Kutipan Artikel:
Masyarakat Adat di Papua Terus Berupaya Menjaga Sumber Daya Alam
Di tengah kebutuhan akan ruang yang menggoda, masyarakat adat di Papua masih terus berupaya menjaga hutannya. Kedekatan dengan alamnya ini yang menjadikan hidup mereka berkelanjutan.
Oleh
PRADIPTA PANDU
·3 menit baca
JAKARTA, KOMPAS — Masyarakat adat di Papua terus berupaya menjaga sumber daya alam di tengah ancaman pembangunan sejak puluhan tahun silam hingga kini di tengah pandemi Covid-19. Sejumlah upaya yang dilakukan di antaranya mendorong inisiasi perlindungan secara adat ataupun menyusun rencana kelola adat.

Soal Latihan:
A: Dalam artikel tentang masyarakat adat Papua, apa saja upaya yang disebutkan untuk menjaga sumber daya alam?
B: Teruskan artikel tentang masyarakat adat Papua mulai dari kalimat terakhirnya.
Entri sesudah ini merupakan bahan tersendiri yang terpisah dari artikel.

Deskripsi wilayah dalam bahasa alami
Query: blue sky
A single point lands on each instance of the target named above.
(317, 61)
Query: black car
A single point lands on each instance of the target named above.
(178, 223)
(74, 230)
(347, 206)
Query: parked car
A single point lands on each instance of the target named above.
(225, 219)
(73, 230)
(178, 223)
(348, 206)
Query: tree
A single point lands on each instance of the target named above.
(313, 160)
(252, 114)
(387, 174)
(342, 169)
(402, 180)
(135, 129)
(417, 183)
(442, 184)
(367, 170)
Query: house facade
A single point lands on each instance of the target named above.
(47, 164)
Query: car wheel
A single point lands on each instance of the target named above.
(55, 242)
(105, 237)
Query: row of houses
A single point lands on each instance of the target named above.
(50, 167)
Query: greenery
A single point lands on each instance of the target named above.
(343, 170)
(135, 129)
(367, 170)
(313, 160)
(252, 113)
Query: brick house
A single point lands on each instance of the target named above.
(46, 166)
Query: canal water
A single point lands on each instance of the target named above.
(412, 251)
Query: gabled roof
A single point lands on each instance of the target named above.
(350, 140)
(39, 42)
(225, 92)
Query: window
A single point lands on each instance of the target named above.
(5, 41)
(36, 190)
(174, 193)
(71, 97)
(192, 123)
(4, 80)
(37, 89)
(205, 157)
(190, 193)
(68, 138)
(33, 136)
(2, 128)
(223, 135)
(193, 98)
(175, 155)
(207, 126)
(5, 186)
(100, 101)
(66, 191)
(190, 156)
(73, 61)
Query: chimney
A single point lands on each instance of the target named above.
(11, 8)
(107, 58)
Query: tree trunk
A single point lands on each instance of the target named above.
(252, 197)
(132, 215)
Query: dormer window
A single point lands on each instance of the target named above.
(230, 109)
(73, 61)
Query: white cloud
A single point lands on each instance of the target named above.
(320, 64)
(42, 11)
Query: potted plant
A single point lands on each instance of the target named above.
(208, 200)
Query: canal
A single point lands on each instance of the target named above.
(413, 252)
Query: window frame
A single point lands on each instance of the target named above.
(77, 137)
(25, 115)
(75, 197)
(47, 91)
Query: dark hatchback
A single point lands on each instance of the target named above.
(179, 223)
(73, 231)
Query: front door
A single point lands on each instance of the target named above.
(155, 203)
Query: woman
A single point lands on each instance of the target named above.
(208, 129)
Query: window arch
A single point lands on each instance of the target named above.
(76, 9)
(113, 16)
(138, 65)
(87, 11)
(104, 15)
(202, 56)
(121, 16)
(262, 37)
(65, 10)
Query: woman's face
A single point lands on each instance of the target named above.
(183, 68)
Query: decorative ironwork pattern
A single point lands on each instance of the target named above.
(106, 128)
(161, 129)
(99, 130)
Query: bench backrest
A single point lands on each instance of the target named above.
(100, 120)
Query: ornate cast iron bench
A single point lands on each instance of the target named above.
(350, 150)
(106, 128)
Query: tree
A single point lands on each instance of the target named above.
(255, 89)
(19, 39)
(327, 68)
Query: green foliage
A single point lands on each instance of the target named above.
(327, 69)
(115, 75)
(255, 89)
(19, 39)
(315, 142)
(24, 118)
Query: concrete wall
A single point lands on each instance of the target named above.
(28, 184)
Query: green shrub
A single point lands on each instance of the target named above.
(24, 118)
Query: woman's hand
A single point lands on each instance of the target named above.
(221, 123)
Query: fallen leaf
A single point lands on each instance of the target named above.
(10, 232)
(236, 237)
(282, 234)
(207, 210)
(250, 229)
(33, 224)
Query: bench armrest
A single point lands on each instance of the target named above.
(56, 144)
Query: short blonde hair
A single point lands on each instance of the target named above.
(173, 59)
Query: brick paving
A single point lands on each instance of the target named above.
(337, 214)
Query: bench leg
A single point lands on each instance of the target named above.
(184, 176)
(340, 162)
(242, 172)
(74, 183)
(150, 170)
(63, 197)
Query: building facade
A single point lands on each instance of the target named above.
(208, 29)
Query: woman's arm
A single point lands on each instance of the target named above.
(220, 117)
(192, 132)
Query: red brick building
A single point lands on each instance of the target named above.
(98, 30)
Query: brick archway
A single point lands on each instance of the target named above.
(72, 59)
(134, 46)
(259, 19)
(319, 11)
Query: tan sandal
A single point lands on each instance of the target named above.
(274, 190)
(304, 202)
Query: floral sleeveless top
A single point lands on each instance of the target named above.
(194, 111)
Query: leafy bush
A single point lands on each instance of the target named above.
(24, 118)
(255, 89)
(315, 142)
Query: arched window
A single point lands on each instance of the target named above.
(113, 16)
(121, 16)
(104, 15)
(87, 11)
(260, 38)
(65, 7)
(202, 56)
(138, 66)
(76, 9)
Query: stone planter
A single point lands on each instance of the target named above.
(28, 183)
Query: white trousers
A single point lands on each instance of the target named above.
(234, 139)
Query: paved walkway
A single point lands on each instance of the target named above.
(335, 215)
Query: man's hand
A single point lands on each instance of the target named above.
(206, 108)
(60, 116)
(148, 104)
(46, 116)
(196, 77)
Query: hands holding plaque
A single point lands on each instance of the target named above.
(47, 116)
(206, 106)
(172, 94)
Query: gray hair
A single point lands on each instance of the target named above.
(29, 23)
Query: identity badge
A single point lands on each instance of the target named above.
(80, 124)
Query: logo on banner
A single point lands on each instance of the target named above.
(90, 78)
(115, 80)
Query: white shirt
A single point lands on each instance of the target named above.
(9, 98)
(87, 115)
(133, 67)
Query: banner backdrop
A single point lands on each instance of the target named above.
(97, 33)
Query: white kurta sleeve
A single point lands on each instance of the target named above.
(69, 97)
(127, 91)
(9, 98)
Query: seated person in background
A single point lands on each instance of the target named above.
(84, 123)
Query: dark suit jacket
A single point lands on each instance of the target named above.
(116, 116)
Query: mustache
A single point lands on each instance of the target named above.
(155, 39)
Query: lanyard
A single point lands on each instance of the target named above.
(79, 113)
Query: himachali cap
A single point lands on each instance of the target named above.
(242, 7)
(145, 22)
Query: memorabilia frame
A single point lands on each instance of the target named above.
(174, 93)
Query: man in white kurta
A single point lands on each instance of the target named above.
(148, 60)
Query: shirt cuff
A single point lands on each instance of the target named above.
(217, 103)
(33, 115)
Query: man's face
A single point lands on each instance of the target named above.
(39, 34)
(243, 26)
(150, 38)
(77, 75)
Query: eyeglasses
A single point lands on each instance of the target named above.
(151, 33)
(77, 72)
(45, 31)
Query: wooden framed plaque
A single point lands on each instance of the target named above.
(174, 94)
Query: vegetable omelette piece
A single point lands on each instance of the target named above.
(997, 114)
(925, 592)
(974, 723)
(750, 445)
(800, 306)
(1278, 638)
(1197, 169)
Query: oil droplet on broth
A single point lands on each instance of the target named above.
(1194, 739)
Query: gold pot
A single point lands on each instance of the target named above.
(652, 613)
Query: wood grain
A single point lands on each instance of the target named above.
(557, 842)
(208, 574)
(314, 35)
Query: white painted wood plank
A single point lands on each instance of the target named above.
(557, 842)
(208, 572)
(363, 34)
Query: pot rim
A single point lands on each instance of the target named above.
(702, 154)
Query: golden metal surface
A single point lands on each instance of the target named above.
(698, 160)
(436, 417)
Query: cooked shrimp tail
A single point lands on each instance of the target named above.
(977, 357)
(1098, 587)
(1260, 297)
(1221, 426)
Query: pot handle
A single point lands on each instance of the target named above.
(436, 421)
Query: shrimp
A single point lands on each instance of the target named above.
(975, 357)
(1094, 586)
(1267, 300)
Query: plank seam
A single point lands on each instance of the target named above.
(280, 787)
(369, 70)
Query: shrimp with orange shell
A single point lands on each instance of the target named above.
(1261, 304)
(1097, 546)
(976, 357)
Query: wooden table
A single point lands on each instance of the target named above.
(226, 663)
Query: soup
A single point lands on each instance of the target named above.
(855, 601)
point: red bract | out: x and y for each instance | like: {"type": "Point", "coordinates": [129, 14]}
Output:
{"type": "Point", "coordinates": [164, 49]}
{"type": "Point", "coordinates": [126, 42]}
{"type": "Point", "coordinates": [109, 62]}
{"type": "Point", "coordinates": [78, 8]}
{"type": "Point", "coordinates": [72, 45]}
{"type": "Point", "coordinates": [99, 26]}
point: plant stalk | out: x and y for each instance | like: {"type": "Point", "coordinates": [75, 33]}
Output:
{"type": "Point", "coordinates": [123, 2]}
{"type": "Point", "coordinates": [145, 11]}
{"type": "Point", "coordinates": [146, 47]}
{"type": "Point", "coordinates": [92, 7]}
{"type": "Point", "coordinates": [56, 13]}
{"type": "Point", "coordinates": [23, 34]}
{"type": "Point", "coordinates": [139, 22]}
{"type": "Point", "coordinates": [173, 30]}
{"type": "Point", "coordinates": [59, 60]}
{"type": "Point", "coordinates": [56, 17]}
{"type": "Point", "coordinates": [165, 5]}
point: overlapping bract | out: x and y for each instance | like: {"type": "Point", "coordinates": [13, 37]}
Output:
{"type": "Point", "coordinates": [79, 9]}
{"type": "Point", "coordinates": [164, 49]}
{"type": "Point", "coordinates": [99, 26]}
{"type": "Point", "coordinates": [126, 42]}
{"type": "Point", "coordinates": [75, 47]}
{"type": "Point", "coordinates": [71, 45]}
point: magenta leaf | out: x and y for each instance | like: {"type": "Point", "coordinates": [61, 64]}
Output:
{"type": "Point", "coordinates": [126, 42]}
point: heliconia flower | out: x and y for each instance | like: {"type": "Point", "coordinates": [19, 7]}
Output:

Kunci Jawaban:
A: Mendorong inisiasi perlindungan secara adat dan menyusun rencana kelola adat.

B:
Salah satu masyarakat adat yang hingga kini terus berupaya menjaga sumber daya alam yakni suku Moi di Papua Barat. Dalam forum EcoNusa Outlook 2021 yang diselenggarakan secara daring, Rabu (17/2/2021), Ketua Perkumpulan Generasi Muda Malaumkarta Terianus Kalami menyampaikan, suku Moi memiliki pandangan filosofis terhadap hutan sebagai ibu kandung atau tam sinih dalam bahasa lokal.
Suku Moi juga memiliki enam hak dasar kepemilikan tanah adat yakni diperoleh secara turun menurun (eges pumun), pertukaran tempat tinggal (eges sumala), pengaruh susu (eges supey) perkawinan ke dalam (eges sukaban), perlindungan (eges woti), dan dasar peristiwa (eges su paligin kambetem).
EcoNusa juga terus mendorong pengusulan hutan adat di Malaumkarta Raya dan mendukung perkumpulan pemuda melakukan pemetaan wilayah adat.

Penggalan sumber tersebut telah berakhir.